▶ Source excerpt:
┌────────

I don’t really ever recall mum or dad championing The Starman’s records and while for me he was never up there with some of the other ‘classic rock’ I got into growing up ala Sabbath, Led Zep, Stones or The Beatles, he has just kind of always hung around. Be it Jareth The Goblin King, Nirvana’s cover of The Man Who Sold The World, a random song gluing a Rage Guest Programmer’s set together or an appearance in Zoolander, David Bowie has just been an undeniable constant in modern popular culture.

In the last 10 years I’ve started getting back into collecting records. Hard. I started to spot two dollar LPs in bargain bins at local fairs and op shops and Lets Dance, Young Americans and Hunky Dory etc etc started to find there way into my white Ikea Expedit shelving. Suddenly the songs that I had always known started surfacing in a new light like flecks of gold in a prospectors pan. When I started Djing, I’d seek out more and more 7 inch records to play. Even though I generally air in classic funk and soul and golden era hip hop, Bowie’s songs never seem out of place and always go over well, no matter where they drop in a set. His songs have been staples throughout our circles’ backyard party playlists and mix tapes, playing common denominator to punk and disco, but still I only ever felt as if I was casually flirting with the guy. I dug it, he seemed like a decent human and that was about it.

└────────

▶ Dataset excerpt:
┌────────

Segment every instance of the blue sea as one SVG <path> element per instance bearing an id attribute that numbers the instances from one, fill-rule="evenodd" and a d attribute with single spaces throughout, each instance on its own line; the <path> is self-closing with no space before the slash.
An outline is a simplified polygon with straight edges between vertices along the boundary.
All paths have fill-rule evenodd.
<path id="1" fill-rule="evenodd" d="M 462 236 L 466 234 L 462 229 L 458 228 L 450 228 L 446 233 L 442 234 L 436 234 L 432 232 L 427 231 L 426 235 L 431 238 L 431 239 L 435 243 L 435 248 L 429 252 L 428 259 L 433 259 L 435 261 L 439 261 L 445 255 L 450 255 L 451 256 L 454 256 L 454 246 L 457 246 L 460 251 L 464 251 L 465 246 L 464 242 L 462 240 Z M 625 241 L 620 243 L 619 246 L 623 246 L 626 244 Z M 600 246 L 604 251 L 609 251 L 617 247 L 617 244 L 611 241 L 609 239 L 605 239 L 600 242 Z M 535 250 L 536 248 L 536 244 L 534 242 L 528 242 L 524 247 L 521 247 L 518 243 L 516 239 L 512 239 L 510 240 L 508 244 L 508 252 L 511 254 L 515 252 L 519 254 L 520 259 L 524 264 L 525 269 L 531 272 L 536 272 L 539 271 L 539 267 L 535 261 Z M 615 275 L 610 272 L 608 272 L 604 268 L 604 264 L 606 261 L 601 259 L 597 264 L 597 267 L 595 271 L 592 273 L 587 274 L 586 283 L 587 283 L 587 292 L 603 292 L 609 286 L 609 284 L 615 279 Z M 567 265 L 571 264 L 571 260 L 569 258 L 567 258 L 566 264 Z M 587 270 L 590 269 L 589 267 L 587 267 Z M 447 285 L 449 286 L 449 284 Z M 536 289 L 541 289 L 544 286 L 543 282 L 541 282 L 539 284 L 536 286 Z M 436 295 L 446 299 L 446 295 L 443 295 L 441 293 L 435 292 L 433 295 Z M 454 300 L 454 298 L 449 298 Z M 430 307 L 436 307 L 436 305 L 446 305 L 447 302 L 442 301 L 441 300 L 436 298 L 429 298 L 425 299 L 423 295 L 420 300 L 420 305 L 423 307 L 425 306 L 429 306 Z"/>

└────────

▶ Set tasks:
**1)** Using the Bowie passage, say in one to three sentences why the writer began looking for more 7 inch records.
**2)** In the Bowie passage, which "classic rock" acts does the writer say they got into growing up? List all of them.
**3)** Repeat word for word the part of the Bowie passage that opens with the words "I don’t really" and closes with "modern popular culture.".
The lines above are separate material and have nothing to do with the Bowie passage.

▶ Answers for the exercise:
**1)** The writer began looking for more 7 inch records after starting to DJ, because they wanted them to play.

**2)**
- Sabbath
- Led Zep
- Stones
- The Beatles

**3)**
I don’t really ever recall mum or dad championing The Starman’s records and while for me he was never up there with some of the other ‘classic rock’ I got into growing up ala Sabbath, Led Zep, Stones or The Beatles, he has just kind of always hung around. Be it Jareth The Goblin King, Nirvana’s cover of The Man Who Sold The World, a random song gluing a Rage Guest Programmer’s set together or an appearance in Zoolander, David Bowie has just been an undeniable constant in modern popular culture.